EXTRACT:
----------
Mitigating social and environmental risks

4. During the CAS period, the Bank has been involved in various aspects of social policy development and implementation at the federal and regional levels:

  • Health care: Bank support to government reform in the health sector has two main objectives: (i) helping Russia establish a health care system that is accessible, affordable, and efficient; and (ii) strengthening the public policy response to premature mortality and the risks of HIV/AIDS. Through the Health Reform Implementation loan, the Bank is assisting the government to design and pilot methods of health sector restructuring, new financing mechanisms, and medical protocols. The Bank is supporting the government’s implementation of its Strategy on the Prevention and Control of Social Diseases. A US$150 million project is enhancing the country’s capacity to prevent the spread of HIV/AIDS.
----------
GIVEN DATA:
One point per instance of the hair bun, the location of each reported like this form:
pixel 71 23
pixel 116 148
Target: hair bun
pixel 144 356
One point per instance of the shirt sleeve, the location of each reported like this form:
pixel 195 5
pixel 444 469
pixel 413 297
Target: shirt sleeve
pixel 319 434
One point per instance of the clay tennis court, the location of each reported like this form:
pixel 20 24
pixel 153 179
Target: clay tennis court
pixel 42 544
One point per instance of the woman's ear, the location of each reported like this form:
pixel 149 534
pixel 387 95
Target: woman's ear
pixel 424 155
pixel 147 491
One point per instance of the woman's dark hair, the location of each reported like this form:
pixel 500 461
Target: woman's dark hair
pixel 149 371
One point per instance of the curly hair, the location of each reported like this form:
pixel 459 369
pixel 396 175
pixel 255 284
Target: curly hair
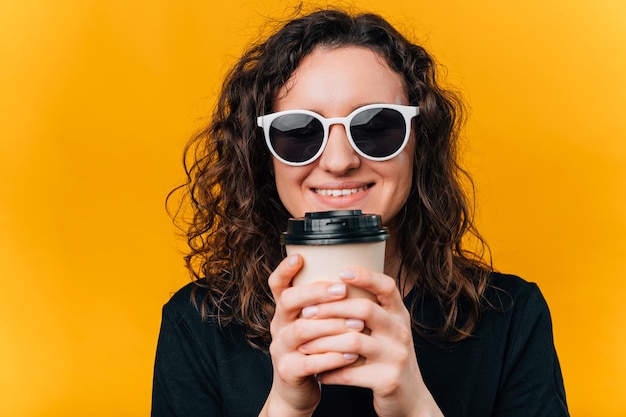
pixel 237 216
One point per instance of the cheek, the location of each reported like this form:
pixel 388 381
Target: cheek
pixel 289 185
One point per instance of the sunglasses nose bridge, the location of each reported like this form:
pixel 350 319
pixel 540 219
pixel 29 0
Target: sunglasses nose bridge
pixel 344 121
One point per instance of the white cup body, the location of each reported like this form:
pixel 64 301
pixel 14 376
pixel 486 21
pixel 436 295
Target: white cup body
pixel 323 262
----------
EXERCISE PROMPT:
Quote the extract on social and environmental risks word for word, between "Mitigating social and" and "spread of HIV/AIDS.", inclusive. The entries are drawn from a source unrelated to the extract on social and environmental risks.

ANSWER SPACE:
Mitigating social and environmental risks

4. During the CAS period, the Bank has been involved in various aspects of social policy development and implementation at the federal and regional levels:

  • Health care: Bank support to government reform in the health sector has two main objectives: (i) helping Russia establish a health care system that is accessible, affordable, and efficient; and (ii) strengthening the public policy response to premature mortality and the risks of HIV/AIDS. Through the Health Reform Implementation loan, the Bank is assisting the government to design and pilot methods of health sector restructuring, new financing mechanisms, and medical protocols. The Bank is supporting the government’s implementation of its Strategy on the Prevention and Control of Social Diseases. A US$150 million project is enhancing the country’s capacity to prevent the spread of HIV/AIDS.